PROBLEM STATEMENT | Line filter on the word "wall": copy each matching line from the entries.

THE DATA |
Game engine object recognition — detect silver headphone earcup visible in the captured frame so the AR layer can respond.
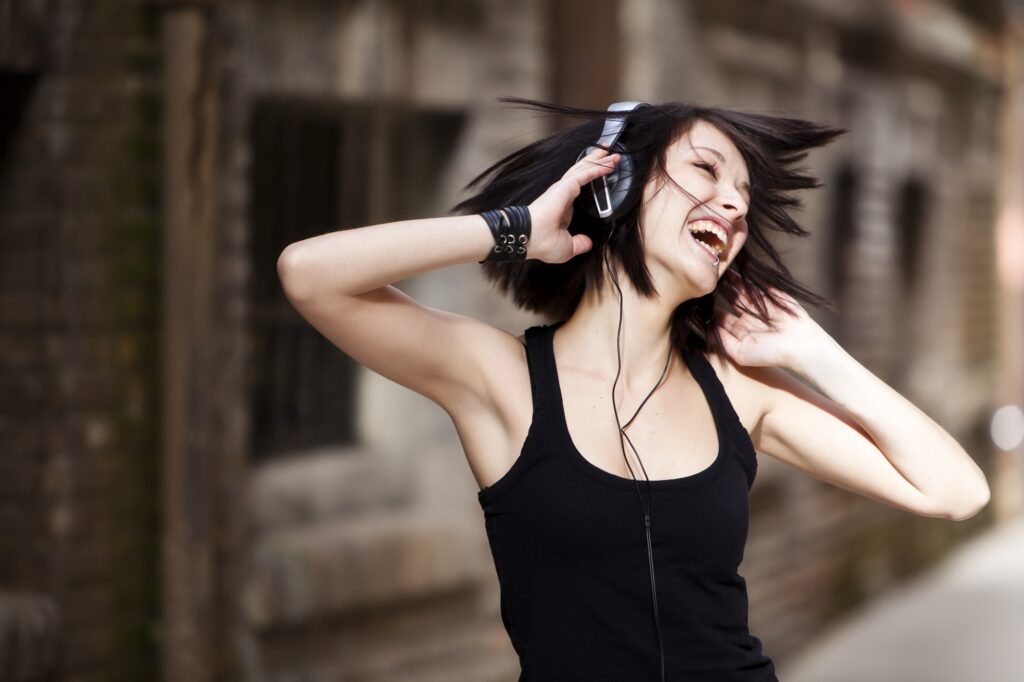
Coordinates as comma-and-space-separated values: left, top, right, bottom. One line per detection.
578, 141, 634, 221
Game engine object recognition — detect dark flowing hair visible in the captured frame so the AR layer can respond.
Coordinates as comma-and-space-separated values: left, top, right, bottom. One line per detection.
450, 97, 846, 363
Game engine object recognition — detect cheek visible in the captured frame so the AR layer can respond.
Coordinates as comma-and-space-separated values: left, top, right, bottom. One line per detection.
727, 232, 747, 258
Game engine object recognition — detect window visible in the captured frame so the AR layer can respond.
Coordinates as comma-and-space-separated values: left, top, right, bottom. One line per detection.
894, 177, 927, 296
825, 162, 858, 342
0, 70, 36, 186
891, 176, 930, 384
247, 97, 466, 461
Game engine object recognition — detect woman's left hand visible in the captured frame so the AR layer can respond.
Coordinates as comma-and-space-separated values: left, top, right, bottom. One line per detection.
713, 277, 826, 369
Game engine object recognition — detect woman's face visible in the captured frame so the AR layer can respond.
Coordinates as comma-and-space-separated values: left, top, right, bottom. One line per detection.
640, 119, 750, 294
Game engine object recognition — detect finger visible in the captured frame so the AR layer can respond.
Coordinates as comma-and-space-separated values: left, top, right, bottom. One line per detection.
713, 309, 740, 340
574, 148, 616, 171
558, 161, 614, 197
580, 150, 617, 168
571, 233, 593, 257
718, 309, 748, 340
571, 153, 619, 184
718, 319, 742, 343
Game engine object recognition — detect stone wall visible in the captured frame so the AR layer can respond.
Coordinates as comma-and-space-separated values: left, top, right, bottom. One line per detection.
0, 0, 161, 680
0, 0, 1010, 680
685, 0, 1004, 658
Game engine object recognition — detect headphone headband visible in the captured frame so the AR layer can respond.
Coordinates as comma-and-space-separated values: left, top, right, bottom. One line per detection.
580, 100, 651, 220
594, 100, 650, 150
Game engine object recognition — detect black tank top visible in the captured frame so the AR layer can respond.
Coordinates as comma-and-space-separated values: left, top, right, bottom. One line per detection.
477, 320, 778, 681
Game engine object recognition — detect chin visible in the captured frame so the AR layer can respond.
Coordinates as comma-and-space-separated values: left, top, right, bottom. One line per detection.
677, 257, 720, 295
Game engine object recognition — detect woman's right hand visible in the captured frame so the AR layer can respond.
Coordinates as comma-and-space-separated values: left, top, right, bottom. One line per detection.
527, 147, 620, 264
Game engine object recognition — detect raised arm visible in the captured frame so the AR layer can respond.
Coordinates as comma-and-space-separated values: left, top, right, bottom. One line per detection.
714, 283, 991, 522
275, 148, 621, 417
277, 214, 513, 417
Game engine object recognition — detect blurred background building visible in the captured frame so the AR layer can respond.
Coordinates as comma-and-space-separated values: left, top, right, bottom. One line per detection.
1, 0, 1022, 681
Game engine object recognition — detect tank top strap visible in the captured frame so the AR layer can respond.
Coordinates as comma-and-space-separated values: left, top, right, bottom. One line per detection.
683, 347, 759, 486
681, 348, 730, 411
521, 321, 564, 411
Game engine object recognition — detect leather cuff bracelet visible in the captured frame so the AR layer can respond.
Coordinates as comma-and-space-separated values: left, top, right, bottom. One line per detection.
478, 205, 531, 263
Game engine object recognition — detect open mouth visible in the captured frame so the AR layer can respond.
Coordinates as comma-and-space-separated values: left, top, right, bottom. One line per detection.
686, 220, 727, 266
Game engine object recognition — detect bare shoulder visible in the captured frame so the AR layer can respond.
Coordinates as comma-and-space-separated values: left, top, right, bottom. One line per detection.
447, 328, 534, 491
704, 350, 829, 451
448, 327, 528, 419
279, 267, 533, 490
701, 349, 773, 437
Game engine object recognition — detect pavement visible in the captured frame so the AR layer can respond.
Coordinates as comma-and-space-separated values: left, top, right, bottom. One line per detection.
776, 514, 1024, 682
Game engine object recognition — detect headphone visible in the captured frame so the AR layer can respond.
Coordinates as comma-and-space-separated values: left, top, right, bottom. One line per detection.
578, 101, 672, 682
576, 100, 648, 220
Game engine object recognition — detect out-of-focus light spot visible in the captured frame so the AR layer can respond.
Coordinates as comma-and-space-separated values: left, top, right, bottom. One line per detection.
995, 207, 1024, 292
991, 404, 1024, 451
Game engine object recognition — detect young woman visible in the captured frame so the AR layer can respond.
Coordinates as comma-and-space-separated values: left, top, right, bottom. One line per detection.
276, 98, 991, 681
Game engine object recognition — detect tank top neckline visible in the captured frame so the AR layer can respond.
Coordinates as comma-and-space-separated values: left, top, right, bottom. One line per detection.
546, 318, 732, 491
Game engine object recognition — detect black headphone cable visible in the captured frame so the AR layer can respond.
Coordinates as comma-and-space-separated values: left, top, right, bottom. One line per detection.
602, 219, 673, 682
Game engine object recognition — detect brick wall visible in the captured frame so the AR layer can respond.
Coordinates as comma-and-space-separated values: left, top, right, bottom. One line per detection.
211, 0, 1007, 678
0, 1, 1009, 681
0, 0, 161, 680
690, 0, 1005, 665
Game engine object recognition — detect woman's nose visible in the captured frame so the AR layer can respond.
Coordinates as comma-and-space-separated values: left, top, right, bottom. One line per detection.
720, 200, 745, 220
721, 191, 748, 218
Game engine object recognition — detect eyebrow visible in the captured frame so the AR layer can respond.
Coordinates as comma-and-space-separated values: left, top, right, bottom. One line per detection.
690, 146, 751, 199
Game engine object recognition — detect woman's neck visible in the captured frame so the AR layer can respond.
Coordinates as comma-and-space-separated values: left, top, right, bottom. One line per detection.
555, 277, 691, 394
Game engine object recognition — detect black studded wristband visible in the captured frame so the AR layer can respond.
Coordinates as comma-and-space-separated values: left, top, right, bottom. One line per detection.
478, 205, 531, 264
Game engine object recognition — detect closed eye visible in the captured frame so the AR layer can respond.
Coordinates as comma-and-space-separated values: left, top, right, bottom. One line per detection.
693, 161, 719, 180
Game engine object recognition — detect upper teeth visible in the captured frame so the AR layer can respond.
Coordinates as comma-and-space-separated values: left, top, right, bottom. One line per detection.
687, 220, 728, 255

FINISHED EXERCISE |
Game engine object recognition — detect stone wall visible in the captured frame so the AR layer can respond.
Game engine object recognition — detect brick wall visible in the captured frame so the AR layer can respond.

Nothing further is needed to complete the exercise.